**Task goal:** Print out all of the data below, keeping it identical to the original.

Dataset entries
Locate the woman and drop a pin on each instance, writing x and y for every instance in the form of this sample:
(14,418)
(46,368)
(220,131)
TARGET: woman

**Written answer:**
Locate the woman and drop a pin on each instance, writing x and y for every instance in the form of this sample:
(14,418)
(46,368)
(220,131)
TARGET: woman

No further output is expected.